**REQUIREMENT 1**
Answer the following questions using the text on Medicare enrollment at 65:
(a) How long before coverage starts should an automatically enrolled person receive the package containing the new Medicare card?
(b) Which agency sends the package and card to someone who gets Railroad Retirement benefits?
(c) What may a person without job-based insurance incur by turning down Part B?
**REQUIREMENT 2**
Extend the text on Medicare enrollment at 65, picking up directly after its final sentence.

**PASSAGE TO READ**
◆ ◆ ◆ ◆

How to enroll in Medicare if you are turning 65, Most people become eligible for Medicare when they turn 65. Your Medicare enrollment steps will differ depending on whether or not you are collecting retirement benefits when you enter your Initial Enrollment Period (IEP).
- If you are receiving Social Security retirement benefits or Railroad Retirement benefits, you should be automatically enrolled in both Medicare Part A and Part B.
- If you are not receiving Social Security retirement benefits or Railroad Retirement benefits, you will need to actively enroll in Medicare.
If you are eligible for automatic enrollment, you should not have to contact anyone. You should receive a package in the mail three months before your coverage starts with your new Medicare card. There will also be a letter explaining how Medicare works and that you were automatically enrolled in both Parts A and B. If you get Social Security retirement benefits, your package and card will come from the Social Security Administration (SSA). If you get Railroad Retirement benefits, your package and card will come from the Railroad Retirement Board.
You should not turn down Part B unless you have insurance based on your or your spouse’s current work (job-based insurance). If you do not have job-based insurance and you turn down Part B, you may incur a premium penalty if you need to sign up for Medicare coverage in the future. Also, if your job-based insurance will pay secondary after you become eligible for Medicare, you should consider enrolling in Medicare in order to have primary coverage and pay less for your care.

◆ ◆ ◆ ◆

[Region pointing data]
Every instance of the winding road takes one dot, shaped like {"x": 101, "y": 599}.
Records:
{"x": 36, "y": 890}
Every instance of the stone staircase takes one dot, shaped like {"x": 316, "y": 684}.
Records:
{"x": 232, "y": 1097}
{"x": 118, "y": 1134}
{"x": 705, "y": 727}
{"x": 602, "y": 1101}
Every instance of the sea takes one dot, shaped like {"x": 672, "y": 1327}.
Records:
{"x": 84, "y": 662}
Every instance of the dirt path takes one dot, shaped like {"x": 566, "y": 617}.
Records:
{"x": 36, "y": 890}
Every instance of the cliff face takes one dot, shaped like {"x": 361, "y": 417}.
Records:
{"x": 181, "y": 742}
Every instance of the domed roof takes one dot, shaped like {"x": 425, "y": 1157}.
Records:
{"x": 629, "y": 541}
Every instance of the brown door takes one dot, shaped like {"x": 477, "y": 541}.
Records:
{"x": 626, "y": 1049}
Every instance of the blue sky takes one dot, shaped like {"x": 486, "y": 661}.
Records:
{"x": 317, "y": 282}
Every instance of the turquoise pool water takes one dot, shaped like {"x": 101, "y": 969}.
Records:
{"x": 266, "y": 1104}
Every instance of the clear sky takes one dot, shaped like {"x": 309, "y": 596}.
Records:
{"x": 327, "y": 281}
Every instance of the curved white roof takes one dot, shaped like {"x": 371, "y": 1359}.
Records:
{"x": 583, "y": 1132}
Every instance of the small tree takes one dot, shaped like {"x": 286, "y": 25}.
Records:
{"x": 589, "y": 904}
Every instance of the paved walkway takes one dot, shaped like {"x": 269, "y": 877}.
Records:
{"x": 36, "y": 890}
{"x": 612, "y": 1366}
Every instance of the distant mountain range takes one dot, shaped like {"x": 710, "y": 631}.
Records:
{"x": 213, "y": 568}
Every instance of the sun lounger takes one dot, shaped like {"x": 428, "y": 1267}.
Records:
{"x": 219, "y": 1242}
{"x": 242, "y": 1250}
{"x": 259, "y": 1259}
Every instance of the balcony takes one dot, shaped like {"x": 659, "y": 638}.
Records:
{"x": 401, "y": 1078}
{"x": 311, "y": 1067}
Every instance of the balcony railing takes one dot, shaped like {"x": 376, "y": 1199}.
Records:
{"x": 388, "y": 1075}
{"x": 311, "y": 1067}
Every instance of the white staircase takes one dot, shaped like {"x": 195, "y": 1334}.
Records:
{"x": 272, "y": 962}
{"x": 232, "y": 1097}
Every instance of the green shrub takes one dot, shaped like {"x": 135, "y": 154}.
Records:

◆ ◆ ◆ ◆

**WRITTEN RESPONSE 1**
(a) Three months before coverage starts.
(b) The Railroad Retirement Board.
(c) A premium penalty if that person needs to sign up for Medicare coverage in the future.

**WRITTEN RESPONSE 2**
If you are 65 but are not receiving Social Security retirement benefits or Railroad Retirement benefits, you will need to actively enroll in Medicare.
Signing up for Medicare
These steps below will help you if you need to actively enroll in Medicare.
If you decide to enroll in Medicare during your Initial Enrollment Period, you can sign up for Parts A and/or B by:
- Visiting your local Social Security office
- Calling Social Security at 800-772-1213
- Mailing a signed and dated letter to Social Security that includes your name, Social Security number, and the date you would like to be enrolled in Medicare
- Or, by applying online at www.ssa.gov
Always keep proof of when you tried to enroll in Medicare, to protect yourself from incurring a Part B premium penalty if your application is lost.
- Write down the names of any representatives you speak to, along with the time and date of the conversation.
- If you enroll through the mail, use certified mail, and request a return receipt.
- If you enroll at your local Social Security office, ask for a written receipt.
- If you apply online, print out and save your confirmation page.